== Set problem ==
In the listing below, locate the line containing "Teacher note: have the class pick out the sports"; reproduce that line and all lines that follow it, unchanged.

== Materials provided ==
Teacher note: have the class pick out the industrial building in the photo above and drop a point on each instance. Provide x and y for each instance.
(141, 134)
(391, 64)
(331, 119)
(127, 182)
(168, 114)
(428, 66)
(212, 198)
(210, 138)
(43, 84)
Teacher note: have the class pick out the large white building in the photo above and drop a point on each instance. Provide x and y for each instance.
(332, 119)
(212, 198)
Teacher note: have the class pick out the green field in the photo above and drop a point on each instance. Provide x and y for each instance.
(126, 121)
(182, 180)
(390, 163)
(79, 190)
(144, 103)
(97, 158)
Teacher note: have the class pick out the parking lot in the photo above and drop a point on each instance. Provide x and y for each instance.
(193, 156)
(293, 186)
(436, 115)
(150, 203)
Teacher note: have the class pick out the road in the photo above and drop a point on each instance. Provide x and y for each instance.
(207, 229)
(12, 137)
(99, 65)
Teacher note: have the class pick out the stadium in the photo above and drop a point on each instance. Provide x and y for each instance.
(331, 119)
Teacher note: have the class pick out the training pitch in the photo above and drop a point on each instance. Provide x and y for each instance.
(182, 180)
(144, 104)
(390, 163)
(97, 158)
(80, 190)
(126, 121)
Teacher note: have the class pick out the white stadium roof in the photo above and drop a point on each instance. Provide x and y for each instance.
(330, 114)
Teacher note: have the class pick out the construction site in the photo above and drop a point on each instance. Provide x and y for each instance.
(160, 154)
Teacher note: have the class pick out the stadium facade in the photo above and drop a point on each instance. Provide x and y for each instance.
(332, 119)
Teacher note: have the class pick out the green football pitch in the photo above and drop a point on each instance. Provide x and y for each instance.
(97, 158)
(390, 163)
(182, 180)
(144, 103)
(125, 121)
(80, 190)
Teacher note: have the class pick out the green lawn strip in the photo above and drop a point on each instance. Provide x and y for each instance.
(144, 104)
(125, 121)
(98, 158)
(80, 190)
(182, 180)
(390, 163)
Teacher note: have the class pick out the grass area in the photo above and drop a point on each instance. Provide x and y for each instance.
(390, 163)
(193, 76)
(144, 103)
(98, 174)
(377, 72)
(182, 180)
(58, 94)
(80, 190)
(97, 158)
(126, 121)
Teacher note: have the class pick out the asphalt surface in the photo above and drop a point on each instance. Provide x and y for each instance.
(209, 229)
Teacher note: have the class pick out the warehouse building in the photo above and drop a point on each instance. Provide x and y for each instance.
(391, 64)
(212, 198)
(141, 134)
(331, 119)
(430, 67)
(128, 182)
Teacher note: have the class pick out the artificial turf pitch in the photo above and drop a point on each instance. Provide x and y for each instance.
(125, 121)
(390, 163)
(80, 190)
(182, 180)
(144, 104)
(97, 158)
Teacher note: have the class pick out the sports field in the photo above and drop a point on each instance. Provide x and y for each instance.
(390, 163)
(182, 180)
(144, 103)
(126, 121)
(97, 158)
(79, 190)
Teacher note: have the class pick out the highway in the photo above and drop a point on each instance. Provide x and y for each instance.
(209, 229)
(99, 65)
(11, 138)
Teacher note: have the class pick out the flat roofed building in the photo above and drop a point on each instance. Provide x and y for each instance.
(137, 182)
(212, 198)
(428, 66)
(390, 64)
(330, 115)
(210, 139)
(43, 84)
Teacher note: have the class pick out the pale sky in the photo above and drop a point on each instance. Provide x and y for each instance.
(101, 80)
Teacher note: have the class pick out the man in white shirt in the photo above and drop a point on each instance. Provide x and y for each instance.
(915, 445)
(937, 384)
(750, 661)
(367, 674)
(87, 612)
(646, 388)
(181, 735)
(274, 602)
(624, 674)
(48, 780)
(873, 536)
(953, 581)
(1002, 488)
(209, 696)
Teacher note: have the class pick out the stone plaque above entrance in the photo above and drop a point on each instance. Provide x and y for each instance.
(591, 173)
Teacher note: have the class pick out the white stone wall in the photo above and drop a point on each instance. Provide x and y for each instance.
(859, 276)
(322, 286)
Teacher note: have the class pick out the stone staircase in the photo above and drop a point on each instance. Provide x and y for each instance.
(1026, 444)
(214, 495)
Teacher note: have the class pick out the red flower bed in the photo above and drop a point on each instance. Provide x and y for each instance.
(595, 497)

== Response ==
Teacher note: have the class pick out the sports field in the photo above and drop a point on each instance. Provide x and y for each instance.
(390, 163)
(182, 180)
(144, 103)
(126, 121)
(97, 158)
(79, 190)
Teacher note: have the class pick out the highway in the photo above and drop a point on each instance. Provide x and y for each instance.
(209, 229)
(99, 65)
(11, 138)
Teacher note: have the class pick out the flat roofed building in the photo above and drop a point on each instance. Provide x and y for each instance.
(137, 182)
(212, 198)
(428, 66)
(390, 64)
(330, 115)
(210, 139)
(43, 84)
Teacher note: have the class pick out the pale sky in the photo above and drop a point on each instance. Provide x and y for each instance.
(101, 80)
Teacher note: have the class pick out the man in white shirt in the photo above and drop a point on each instance. Provide x and y for each instance.
(915, 445)
(937, 384)
(750, 661)
(367, 674)
(87, 612)
(646, 388)
(181, 735)
(274, 602)
(624, 674)
(48, 780)
(873, 536)
(953, 581)
(1002, 488)
(209, 696)
Teacher note: have the class pick out the stone plaque above entrance in the photo above and drop a point on each instance. Provide x and y for each instance.
(591, 173)
Teacher note: have the class pick out the white stone wall in the photo above and drop a point on each instance. Provide x and y for each instance.
(859, 276)
(322, 286)
Teacher note: have the class pick out the stone staircase in the photo above and drop a point on each instance. Provide x and y for each instance.
(1026, 444)
(214, 495)
Teacher note: have the class pick out the red flower bed in the photo above and drop a point on each instance. Provide x and y for each instance.
(595, 497)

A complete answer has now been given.